REQUEST: Can you continue the passage on 1980s structural adjustment and deregulation, starting right after its final sentence?

READING PASSAGE:
begin

In the South, the debt crisis of 1982 served as the opening for the imposition of structural adjustment programs – via the World Bank and the International Monetary Fund – that sought to roll back the state from economic life. The aim was to weaken domestic entrepreneurial groups by eliminating protectionist barriers to imports from the North and by lifting restrictions on foreign investment; to overwhelm the weak legal barriers protecting labor from capital; and to integrate the local economy more tightly into the North-dominated world economy.
Against the NICs, trade policy was the choice weapon. While Washington's immediate goal was to rectify trade imbalances by reducing NIC exports to the US and prying open NIC markets, its strategic objective – so clear in its treatment of South Korea, the NIC par excellence – was to dismantle the system of state intervention and support that had enabled NIC producers, following the 'Japanese model,' to compete successfully against American corporations not only in world markets but in the US market itself.
In the US, 'getting government off the back of business' took the form of a radical reduction of tax rates on the rich, removal of state restraints on corporate mergers and acquisitions, and weaker enforcement of environmental standards. Above all, it meant giving government support to aggressive corporate efforts to bust unions and weaken labor's resistance to the drive to achieve competitiveness by reducing wages and benefits, 'downsizing' the domestic workforce, and transferring manufacturing operations to cheap labor areas in the Third World.

end

ENTRIES:
begin

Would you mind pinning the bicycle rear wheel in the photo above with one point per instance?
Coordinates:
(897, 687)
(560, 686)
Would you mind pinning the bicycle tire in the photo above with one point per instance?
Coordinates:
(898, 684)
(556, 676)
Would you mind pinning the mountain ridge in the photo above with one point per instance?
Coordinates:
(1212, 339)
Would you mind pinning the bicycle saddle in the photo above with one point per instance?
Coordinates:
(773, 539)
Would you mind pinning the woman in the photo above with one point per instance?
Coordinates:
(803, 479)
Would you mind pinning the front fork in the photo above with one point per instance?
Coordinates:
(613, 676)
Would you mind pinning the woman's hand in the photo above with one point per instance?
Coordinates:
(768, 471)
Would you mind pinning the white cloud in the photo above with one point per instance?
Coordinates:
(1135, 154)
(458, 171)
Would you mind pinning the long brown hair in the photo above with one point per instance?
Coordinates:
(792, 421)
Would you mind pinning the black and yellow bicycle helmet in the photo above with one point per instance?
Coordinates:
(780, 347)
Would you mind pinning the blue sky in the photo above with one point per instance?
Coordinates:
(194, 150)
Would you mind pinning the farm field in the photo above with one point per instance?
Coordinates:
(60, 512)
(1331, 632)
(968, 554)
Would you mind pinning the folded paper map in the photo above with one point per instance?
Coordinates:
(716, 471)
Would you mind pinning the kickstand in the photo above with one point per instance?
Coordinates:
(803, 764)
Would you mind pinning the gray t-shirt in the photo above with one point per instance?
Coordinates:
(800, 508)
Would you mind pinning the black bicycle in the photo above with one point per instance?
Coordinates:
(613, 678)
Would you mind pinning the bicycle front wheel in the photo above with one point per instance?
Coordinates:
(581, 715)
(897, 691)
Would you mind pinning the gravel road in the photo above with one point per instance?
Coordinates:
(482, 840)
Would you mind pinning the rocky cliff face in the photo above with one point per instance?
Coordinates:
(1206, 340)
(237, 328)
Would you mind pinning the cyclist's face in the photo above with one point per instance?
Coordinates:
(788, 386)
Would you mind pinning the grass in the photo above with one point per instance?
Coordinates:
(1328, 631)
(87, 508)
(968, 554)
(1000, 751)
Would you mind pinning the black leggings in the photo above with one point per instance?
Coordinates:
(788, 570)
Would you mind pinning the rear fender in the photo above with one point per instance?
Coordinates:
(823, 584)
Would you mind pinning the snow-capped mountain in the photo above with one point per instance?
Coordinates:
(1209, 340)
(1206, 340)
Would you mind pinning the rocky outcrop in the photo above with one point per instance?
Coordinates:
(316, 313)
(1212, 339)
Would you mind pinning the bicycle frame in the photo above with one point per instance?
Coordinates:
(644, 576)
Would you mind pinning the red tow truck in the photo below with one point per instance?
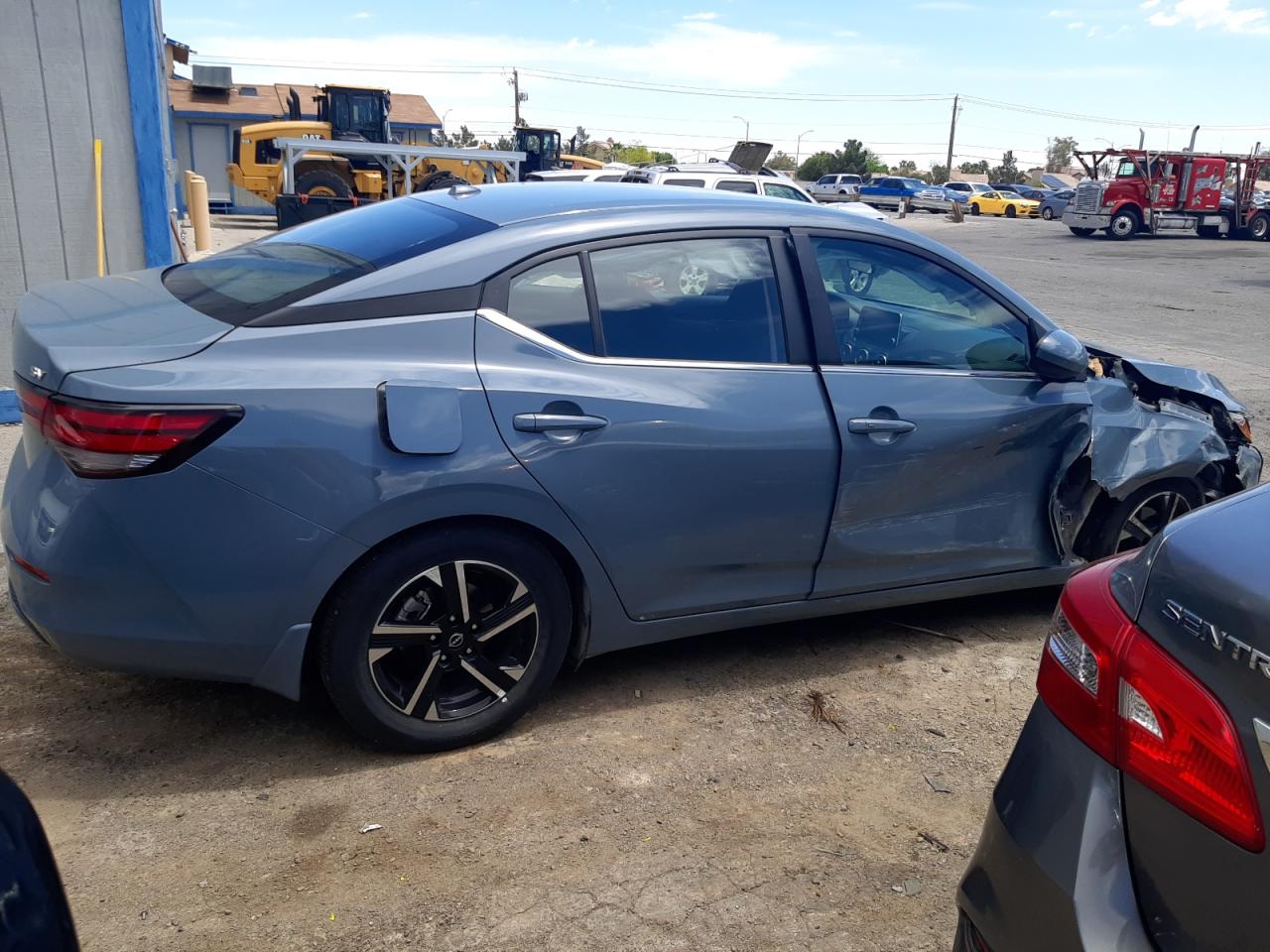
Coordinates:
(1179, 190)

end

OUTPUT:
Ironically, however, a Republican regime pledged to arrest US decline ended up accelerating it by pursuing domestic policies that might have strengthened US military power and produced economic growth in the short term, but that weakened the US techno-industrial capability in the long term. One of these strategic blunders was the massive deficit spending on defense, which made the US the world's top debtor country, especially to Japan, America's main competitor. Another was the eschewing of state-led economic planning in the name of market principles, putting the economic future of the US in the hands of corporations that were mainly interested in short-term profitability. A third strategic error was made in allowing the corporations to squander, with their anti-labor strategy of regaining competitiveness, the United State's key resource in global competition: its human capital.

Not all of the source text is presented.